RECORDS FOR THIS TASK:

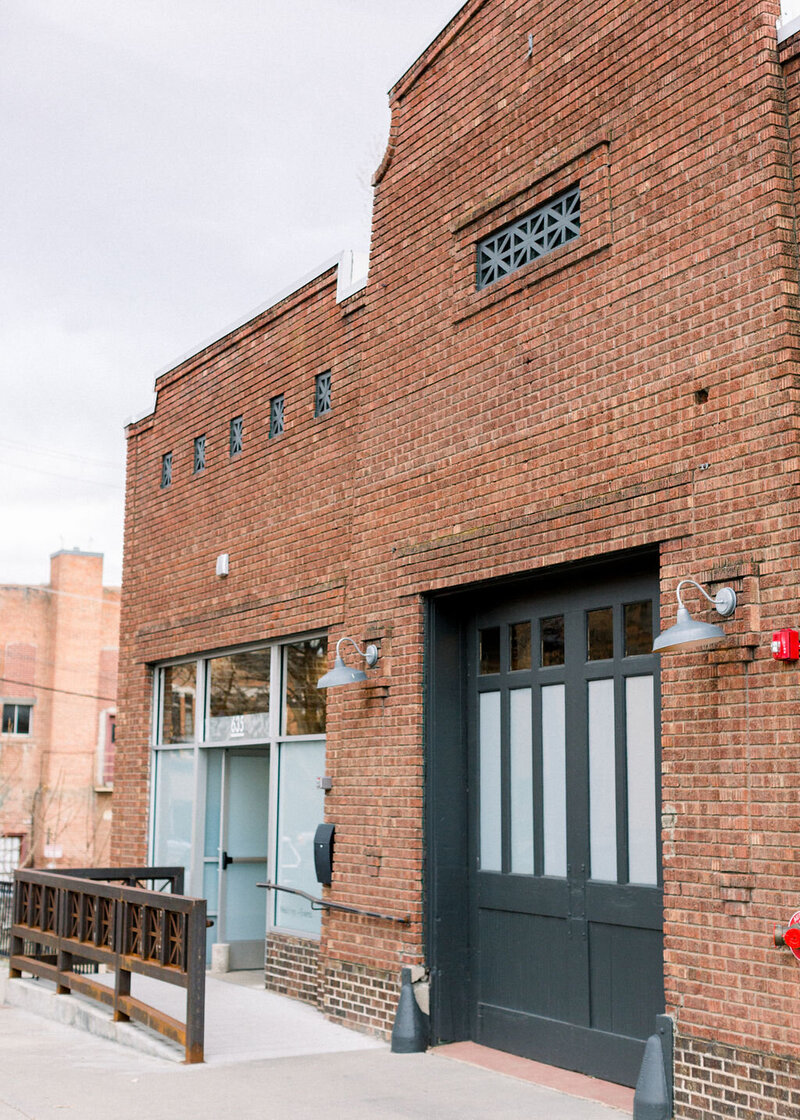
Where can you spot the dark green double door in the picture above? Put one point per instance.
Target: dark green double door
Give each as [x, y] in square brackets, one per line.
[563, 948]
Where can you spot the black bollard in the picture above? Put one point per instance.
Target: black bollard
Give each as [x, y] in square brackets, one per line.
[651, 1099]
[410, 1029]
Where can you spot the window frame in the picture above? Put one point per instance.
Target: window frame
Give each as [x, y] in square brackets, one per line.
[277, 740]
[17, 703]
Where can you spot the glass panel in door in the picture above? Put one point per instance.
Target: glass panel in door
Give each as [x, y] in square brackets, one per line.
[243, 857]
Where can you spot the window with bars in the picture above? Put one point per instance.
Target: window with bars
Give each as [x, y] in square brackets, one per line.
[200, 454]
[529, 238]
[322, 394]
[236, 436]
[276, 416]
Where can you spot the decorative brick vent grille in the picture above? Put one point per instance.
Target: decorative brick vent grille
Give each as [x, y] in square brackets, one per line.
[200, 455]
[276, 417]
[529, 238]
[236, 435]
[322, 394]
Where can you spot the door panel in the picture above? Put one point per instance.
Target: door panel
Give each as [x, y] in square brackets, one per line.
[564, 856]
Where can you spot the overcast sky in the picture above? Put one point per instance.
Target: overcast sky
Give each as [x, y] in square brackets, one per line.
[168, 166]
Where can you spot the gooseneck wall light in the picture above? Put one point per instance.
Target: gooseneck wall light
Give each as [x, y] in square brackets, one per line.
[342, 673]
[688, 632]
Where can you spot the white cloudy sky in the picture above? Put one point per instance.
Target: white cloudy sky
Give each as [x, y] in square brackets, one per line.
[168, 166]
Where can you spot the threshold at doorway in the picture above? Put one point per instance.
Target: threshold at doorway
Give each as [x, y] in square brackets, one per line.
[549, 1076]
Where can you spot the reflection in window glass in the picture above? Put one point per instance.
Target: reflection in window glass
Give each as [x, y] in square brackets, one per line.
[520, 642]
[300, 809]
[600, 634]
[178, 691]
[639, 627]
[175, 787]
[489, 653]
[305, 702]
[239, 696]
[552, 641]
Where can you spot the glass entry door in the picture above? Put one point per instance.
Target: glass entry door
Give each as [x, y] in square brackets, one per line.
[235, 851]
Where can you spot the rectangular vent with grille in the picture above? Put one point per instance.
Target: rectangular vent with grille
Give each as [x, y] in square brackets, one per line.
[529, 238]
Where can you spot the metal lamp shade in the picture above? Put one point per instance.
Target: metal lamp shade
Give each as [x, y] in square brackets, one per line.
[341, 674]
[687, 634]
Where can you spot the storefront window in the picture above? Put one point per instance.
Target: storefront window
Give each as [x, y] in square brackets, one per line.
[239, 696]
[175, 786]
[300, 809]
[305, 703]
[242, 803]
[178, 699]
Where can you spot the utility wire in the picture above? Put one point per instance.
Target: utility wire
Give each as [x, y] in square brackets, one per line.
[66, 692]
[65, 478]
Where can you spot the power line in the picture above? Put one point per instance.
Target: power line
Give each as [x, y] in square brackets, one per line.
[61, 455]
[65, 478]
[66, 692]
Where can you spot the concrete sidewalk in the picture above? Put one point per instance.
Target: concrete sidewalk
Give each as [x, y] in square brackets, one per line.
[268, 1056]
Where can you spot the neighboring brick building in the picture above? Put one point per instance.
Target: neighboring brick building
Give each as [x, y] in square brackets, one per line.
[569, 383]
[58, 652]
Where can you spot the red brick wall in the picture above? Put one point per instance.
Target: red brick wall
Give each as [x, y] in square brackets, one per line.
[61, 649]
[634, 388]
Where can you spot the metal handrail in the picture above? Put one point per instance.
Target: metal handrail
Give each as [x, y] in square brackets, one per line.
[324, 904]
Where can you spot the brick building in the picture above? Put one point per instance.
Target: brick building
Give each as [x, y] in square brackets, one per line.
[569, 384]
[58, 652]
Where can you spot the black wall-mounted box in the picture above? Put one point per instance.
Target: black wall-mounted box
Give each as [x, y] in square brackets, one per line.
[323, 854]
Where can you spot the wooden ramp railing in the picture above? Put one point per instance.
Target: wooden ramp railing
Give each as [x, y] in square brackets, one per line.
[64, 920]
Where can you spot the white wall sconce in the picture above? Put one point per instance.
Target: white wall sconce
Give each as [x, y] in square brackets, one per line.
[688, 632]
[342, 673]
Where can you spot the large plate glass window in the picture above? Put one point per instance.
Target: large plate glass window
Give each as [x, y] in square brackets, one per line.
[239, 749]
[238, 691]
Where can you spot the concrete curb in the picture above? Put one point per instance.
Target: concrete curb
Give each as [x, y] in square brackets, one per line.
[33, 996]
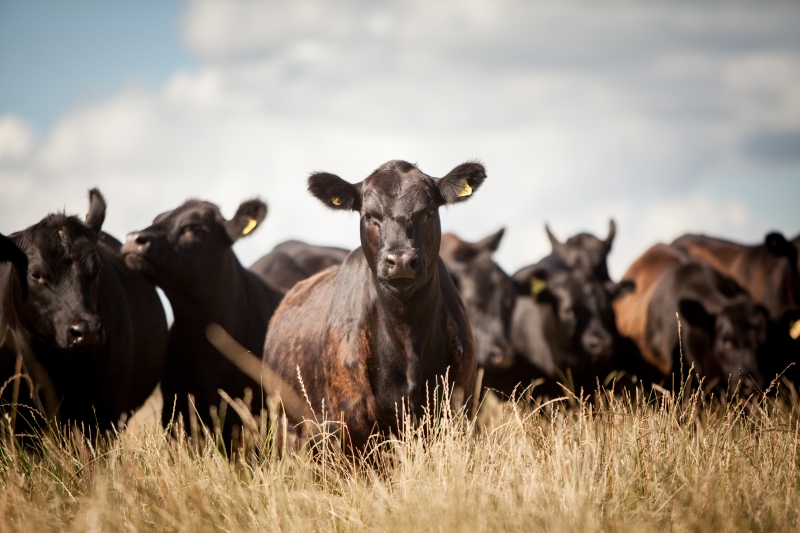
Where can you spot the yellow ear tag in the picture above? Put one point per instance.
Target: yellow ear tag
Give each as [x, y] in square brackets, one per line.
[794, 330]
[251, 224]
[537, 286]
[466, 190]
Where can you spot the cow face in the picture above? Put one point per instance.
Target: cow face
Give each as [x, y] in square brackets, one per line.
[488, 294]
[399, 208]
[734, 336]
[585, 251]
[60, 276]
[186, 248]
[581, 306]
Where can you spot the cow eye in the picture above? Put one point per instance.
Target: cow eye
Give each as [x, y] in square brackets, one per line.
[197, 229]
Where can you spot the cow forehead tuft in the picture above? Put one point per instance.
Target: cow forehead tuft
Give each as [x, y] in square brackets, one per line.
[198, 208]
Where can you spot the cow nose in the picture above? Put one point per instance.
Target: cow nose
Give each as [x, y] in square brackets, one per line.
[402, 265]
[599, 346]
[135, 242]
[500, 358]
[80, 333]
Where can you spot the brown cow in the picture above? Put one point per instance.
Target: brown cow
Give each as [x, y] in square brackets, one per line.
[378, 333]
[722, 328]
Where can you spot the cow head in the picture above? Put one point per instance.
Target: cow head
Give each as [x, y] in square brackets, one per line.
[585, 251]
[488, 294]
[59, 270]
[734, 336]
[399, 208]
[581, 307]
[185, 248]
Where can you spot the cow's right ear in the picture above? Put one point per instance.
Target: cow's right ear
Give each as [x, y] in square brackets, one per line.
[249, 215]
[556, 245]
[696, 315]
[97, 211]
[334, 192]
[532, 282]
[10, 252]
[612, 231]
[777, 244]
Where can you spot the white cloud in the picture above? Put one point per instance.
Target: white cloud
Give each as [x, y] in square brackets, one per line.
[581, 111]
[17, 138]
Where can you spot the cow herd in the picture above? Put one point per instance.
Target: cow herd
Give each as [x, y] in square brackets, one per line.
[365, 335]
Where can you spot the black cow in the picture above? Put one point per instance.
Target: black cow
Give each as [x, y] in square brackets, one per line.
[722, 329]
[584, 251]
[488, 294]
[565, 320]
[377, 334]
[293, 261]
[769, 273]
[188, 253]
[97, 330]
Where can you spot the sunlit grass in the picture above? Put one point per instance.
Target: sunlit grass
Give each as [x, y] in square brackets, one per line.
[641, 462]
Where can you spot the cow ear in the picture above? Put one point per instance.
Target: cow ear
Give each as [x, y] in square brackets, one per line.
[10, 252]
[612, 231]
[553, 240]
[97, 211]
[618, 290]
[461, 182]
[334, 192]
[777, 244]
[532, 282]
[696, 315]
[492, 242]
[249, 215]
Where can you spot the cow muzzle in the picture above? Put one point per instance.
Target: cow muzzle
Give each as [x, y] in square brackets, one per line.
[81, 333]
[135, 243]
[401, 267]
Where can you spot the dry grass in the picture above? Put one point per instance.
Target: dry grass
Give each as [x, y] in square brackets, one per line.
[651, 462]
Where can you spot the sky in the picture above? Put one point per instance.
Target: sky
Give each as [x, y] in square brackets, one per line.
[670, 117]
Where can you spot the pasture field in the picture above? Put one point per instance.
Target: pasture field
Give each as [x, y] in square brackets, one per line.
[643, 462]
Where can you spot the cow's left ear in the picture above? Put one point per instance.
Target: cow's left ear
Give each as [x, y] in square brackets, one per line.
[97, 211]
[249, 215]
[10, 252]
[461, 182]
[618, 290]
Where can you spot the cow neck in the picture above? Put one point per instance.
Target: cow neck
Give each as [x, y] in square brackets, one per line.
[407, 331]
[217, 301]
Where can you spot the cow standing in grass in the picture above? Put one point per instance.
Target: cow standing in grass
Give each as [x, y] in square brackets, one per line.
[94, 331]
[770, 273]
[722, 329]
[380, 332]
[488, 294]
[188, 253]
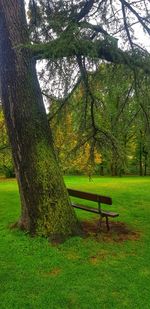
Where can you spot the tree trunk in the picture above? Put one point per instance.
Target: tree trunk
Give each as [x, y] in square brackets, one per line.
[45, 204]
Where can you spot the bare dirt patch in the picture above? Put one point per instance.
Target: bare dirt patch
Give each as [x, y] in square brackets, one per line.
[119, 231]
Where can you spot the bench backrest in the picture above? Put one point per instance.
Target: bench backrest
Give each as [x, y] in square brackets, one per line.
[90, 196]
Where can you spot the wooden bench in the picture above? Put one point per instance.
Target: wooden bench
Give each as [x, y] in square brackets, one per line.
[100, 199]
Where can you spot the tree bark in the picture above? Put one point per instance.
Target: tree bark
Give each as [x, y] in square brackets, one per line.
[45, 203]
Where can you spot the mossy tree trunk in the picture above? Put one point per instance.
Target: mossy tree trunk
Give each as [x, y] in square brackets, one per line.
[44, 199]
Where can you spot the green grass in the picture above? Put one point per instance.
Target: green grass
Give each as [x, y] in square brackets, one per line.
[81, 273]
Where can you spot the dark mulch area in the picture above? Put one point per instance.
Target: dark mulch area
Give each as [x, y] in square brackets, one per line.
[119, 231]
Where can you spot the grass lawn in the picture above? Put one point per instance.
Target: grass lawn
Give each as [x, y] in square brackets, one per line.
[107, 272]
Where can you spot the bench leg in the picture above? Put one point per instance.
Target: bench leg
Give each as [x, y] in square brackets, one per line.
[99, 226]
[107, 223]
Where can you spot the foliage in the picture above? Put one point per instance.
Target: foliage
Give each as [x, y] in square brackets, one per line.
[81, 273]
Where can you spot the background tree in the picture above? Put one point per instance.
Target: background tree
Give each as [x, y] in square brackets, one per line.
[62, 32]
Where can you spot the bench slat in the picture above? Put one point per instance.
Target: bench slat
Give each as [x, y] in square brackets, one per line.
[109, 214]
[83, 207]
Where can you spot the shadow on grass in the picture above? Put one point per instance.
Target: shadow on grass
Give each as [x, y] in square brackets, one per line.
[119, 231]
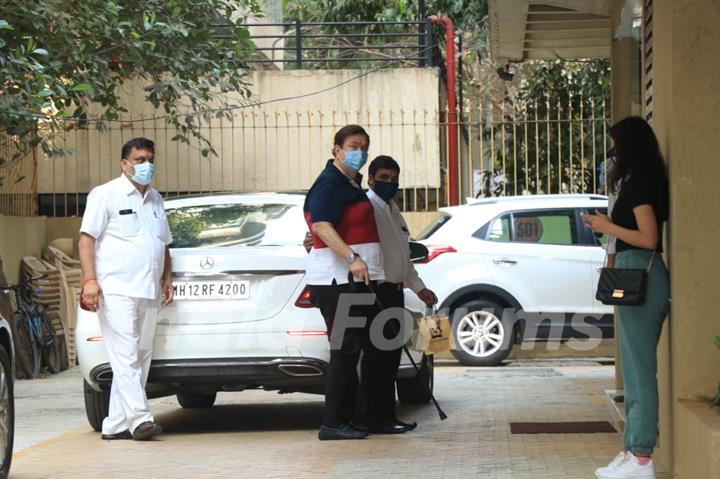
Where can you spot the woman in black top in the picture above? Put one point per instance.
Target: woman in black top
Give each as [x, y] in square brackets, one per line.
[637, 223]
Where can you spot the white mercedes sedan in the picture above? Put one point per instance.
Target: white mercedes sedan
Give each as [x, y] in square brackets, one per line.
[241, 318]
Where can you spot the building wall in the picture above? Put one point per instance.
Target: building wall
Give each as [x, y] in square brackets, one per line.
[686, 83]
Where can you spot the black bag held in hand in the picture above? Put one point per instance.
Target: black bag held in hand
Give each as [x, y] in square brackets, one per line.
[623, 287]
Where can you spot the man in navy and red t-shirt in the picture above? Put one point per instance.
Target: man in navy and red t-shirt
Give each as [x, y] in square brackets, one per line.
[346, 240]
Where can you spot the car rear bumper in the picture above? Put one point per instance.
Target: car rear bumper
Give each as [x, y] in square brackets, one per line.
[228, 374]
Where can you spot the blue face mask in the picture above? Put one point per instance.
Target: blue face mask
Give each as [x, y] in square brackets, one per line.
[385, 189]
[355, 160]
[144, 173]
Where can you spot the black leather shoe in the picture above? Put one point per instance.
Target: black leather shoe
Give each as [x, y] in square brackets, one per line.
[345, 431]
[112, 437]
[359, 427]
[388, 427]
[146, 430]
[407, 425]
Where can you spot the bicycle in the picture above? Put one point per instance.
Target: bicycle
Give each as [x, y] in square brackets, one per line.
[33, 333]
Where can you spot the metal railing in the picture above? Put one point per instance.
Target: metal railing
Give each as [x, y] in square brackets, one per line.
[302, 45]
[18, 188]
[554, 147]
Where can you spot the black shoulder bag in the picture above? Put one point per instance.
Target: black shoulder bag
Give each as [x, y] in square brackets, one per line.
[623, 287]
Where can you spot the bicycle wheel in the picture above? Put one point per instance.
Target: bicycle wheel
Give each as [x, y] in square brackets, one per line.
[27, 354]
[49, 346]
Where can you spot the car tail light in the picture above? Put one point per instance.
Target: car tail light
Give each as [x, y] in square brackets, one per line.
[303, 300]
[436, 250]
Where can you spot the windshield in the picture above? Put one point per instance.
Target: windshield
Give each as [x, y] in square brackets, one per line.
[238, 224]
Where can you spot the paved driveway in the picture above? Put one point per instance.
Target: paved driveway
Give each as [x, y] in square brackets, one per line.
[260, 434]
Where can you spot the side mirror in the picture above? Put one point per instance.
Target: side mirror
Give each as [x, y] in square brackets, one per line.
[418, 252]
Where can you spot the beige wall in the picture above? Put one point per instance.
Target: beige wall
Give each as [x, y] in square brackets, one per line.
[19, 236]
[278, 146]
[686, 89]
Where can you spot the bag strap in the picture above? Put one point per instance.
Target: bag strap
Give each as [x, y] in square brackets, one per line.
[607, 254]
[652, 259]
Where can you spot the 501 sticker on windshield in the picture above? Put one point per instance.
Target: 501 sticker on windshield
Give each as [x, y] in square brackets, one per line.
[212, 289]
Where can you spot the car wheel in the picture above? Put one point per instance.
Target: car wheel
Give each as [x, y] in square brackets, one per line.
[196, 400]
[418, 389]
[7, 413]
[482, 335]
[97, 405]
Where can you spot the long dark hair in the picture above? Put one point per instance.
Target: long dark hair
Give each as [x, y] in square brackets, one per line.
[638, 158]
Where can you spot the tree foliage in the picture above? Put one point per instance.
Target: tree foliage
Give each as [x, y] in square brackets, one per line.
[62, 63]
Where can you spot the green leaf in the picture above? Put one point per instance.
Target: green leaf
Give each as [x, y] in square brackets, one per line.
[81, 87]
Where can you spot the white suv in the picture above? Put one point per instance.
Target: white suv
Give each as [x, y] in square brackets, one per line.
[241, 318]
[514, 268]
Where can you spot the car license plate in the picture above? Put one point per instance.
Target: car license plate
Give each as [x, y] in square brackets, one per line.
[212, 289]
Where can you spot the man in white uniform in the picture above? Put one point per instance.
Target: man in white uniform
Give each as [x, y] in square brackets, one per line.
[400, 273]
[126, 267]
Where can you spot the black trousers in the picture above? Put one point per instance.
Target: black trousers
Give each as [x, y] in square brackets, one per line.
[379, 366]
[341, 385]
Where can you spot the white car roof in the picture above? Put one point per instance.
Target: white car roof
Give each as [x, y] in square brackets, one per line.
[234, 198]
[507, 203]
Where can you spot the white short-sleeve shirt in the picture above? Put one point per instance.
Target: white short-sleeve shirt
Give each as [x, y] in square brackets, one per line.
[131, 233]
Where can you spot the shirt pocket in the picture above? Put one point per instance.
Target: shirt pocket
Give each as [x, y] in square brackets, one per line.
[160, 227]
[128, 225]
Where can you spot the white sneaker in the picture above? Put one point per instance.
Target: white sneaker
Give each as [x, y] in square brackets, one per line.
[630, 469]
[619, 459]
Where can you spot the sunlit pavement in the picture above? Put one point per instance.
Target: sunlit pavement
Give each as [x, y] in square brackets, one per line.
[260, 434]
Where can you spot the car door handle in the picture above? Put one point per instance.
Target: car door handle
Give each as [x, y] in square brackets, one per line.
[504, 261]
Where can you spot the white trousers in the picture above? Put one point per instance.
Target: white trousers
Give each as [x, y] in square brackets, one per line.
[128, 326]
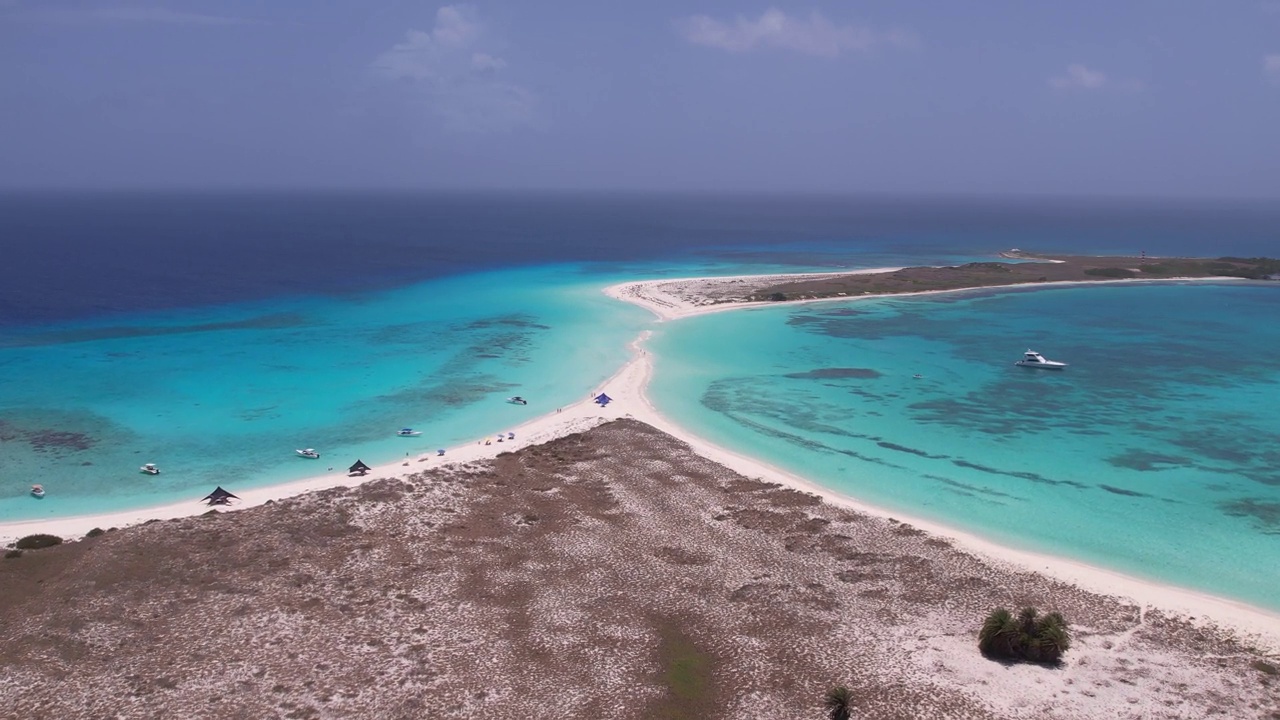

EXERCISE INSTRUCTIONS:
Find every line in the listing above that contains the word "bollard", and copy each of those lines.

SOLUTION FOR THIS TASK:
Where can you spot the black bollard in the picture above? Put one point per instance.
Target: black bollard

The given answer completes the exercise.